TO BE DONE
Retype each line exactly. Skip images.

• • •

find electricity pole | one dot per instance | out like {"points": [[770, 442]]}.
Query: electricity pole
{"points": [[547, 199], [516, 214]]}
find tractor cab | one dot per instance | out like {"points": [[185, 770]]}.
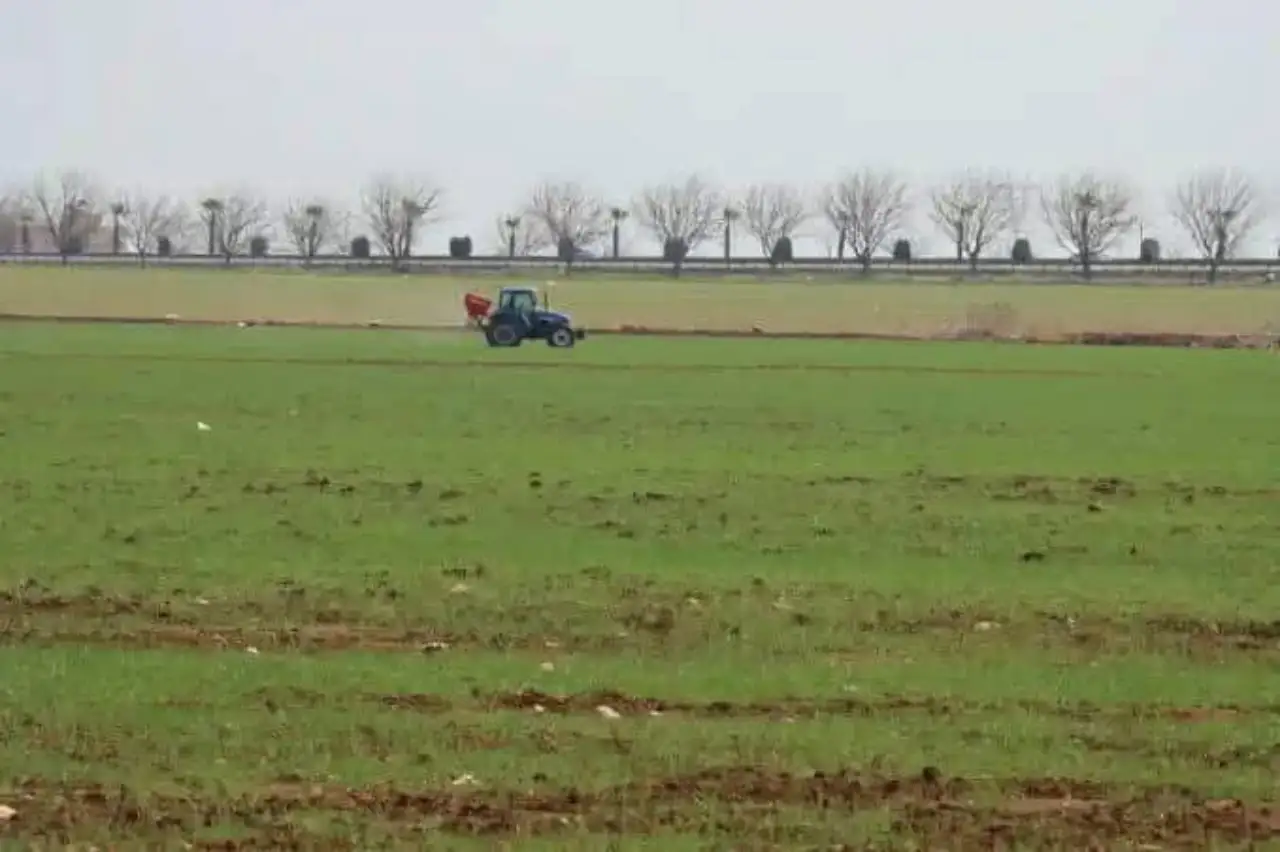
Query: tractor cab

• • •

ANSWER FOR THIS EXERCISE
find electricity pole | one dot per instance | out like {"points": [[770, 442]]}.
Query: electricity pole
{"points": [[547, 199], [516, 214]]}
find tractor cab | one dot per instance | out like {"points": [[185, 770]]}.
Query: tractor cab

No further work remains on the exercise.